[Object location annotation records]

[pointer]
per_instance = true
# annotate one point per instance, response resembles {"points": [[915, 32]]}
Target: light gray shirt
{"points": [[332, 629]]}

* _Set problem_: Rewrite every line of the records above, requests included, scaling each point coordinate in the answers by 0.7 and rounding to the nearest whole number, with halves rounded up. Leave all other text and numbers unchanged.

* _Final result_:
[pointer]
per_instance = true
# annotate one point per instance, response resembles {"points": [[915, 32]]}
Target: light gray shirt
{"points": [[232, 440]]}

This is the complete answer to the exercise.